**Data to process:**
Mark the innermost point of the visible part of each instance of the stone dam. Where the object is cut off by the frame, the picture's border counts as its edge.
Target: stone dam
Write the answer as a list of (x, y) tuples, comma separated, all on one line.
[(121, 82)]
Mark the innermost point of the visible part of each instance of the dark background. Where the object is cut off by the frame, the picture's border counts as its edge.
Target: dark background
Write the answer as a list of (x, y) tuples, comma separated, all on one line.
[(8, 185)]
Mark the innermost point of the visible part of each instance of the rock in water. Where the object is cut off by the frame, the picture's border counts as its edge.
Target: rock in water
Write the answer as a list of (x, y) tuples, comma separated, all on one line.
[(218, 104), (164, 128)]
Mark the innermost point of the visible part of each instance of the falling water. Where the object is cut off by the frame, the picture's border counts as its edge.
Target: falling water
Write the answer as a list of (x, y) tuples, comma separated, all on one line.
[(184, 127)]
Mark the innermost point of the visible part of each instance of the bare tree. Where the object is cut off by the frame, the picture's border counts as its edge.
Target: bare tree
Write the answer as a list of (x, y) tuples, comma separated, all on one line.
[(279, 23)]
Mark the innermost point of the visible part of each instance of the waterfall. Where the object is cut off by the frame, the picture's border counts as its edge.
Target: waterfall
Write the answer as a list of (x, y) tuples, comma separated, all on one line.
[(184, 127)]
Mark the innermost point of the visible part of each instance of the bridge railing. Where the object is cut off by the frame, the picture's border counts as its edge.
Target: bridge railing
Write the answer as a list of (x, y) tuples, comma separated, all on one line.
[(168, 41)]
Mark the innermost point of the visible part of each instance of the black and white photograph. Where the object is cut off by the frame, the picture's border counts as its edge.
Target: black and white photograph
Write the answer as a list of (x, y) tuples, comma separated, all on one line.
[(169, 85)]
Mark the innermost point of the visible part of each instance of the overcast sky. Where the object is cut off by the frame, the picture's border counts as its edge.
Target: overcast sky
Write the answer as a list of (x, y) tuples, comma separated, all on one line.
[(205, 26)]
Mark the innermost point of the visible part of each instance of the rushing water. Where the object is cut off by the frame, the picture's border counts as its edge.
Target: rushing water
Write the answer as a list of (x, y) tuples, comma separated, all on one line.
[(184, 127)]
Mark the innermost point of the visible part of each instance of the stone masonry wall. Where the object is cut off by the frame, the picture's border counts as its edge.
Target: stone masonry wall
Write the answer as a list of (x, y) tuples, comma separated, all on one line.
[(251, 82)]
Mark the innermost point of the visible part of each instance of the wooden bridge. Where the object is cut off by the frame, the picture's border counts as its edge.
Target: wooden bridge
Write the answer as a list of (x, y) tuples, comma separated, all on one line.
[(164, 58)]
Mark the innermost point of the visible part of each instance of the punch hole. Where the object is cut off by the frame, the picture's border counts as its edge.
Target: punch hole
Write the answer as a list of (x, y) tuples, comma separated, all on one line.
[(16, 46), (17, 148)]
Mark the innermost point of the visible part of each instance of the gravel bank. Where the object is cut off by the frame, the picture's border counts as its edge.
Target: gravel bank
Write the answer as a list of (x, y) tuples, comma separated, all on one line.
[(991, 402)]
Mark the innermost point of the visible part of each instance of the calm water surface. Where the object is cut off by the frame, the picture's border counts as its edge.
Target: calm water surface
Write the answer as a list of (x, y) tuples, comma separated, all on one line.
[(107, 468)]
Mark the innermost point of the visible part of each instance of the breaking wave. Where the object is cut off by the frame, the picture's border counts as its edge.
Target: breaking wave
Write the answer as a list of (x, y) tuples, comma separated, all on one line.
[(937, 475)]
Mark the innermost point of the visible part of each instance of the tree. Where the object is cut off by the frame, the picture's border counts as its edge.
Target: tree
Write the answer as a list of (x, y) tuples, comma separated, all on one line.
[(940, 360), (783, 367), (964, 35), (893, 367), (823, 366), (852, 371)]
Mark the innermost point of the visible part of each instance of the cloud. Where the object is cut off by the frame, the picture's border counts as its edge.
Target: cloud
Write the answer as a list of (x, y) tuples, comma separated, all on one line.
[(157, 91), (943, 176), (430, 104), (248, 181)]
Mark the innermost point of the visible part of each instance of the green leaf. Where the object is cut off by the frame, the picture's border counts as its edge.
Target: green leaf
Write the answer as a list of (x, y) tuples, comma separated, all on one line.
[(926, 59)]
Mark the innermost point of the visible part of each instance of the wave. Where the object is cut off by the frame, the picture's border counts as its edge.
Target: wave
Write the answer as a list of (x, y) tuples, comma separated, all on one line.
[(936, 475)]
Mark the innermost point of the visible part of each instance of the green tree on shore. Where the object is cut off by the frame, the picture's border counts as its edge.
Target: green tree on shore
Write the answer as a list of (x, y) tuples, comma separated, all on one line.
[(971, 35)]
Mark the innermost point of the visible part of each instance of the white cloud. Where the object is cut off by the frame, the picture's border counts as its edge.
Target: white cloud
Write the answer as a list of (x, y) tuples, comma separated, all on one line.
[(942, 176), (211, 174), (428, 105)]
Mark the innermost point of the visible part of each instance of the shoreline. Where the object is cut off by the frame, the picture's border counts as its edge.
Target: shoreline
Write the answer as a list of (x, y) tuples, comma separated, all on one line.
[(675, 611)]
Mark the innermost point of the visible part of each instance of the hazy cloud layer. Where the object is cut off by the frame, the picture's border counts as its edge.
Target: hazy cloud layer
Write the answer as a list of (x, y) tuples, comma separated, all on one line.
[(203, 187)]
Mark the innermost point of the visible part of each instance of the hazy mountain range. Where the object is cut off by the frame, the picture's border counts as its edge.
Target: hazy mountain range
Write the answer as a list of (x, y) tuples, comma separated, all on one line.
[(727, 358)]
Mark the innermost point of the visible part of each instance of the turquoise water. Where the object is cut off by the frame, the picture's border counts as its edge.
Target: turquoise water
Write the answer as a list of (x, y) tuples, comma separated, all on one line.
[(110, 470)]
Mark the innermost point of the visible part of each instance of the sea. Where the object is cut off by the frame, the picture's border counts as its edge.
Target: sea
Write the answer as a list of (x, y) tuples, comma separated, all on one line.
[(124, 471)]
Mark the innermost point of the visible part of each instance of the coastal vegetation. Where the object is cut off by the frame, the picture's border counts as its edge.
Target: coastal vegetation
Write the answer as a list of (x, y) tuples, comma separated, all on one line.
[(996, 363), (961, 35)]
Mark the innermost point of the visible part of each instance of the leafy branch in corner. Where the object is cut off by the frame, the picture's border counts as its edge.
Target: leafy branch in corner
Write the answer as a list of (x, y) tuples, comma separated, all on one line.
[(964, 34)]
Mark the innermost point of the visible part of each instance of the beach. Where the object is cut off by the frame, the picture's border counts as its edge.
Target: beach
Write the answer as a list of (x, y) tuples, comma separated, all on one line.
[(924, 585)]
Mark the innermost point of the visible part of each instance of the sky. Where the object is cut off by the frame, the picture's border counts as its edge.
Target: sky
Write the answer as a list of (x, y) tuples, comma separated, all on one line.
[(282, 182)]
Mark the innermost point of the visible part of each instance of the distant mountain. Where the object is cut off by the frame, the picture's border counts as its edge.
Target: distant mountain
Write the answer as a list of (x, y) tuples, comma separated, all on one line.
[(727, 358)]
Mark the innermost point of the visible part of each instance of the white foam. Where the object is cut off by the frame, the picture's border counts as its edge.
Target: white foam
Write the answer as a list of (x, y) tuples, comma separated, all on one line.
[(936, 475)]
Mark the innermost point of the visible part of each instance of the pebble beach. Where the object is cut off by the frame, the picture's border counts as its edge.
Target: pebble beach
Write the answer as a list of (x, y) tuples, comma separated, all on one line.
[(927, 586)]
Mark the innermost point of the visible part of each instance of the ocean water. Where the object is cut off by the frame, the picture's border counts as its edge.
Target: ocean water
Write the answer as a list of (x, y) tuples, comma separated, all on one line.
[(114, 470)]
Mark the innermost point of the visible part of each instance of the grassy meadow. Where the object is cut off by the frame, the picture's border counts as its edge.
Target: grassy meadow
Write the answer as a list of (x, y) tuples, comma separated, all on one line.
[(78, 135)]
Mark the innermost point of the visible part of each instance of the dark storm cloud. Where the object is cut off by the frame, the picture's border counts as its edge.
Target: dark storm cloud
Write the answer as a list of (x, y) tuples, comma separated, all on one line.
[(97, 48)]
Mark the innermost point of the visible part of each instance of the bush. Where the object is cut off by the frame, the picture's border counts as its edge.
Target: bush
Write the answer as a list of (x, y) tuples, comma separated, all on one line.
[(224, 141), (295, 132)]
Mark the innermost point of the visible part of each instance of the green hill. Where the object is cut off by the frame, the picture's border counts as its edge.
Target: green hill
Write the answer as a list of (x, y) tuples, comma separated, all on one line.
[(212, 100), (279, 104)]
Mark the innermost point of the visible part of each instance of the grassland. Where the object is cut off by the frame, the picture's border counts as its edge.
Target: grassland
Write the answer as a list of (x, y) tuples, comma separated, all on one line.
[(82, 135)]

**Given task:** Reproduce the lines above word for word, starting at the line containing "of the beach." and ending at the line containing "[(282, 182)]", with both of those lines included.

**Solution to this task:**
Mark the innermost point of the visible part of each instance of the beach. Where the object is cut off by the frame, the picture's border counts as its edge.
Target: beach
Write the answer as a list of (x, y) tuples, comma separated, all on one line.
[(924, 585)]
Mark the innermost point of the visible part of each instance of the sky. Where the object is cut off by the frame, the picture's border counts as its edge.
Target: sky
Write the answer as a list of (x, y) tuples, comma separated, all on one line.
[(282, 182)]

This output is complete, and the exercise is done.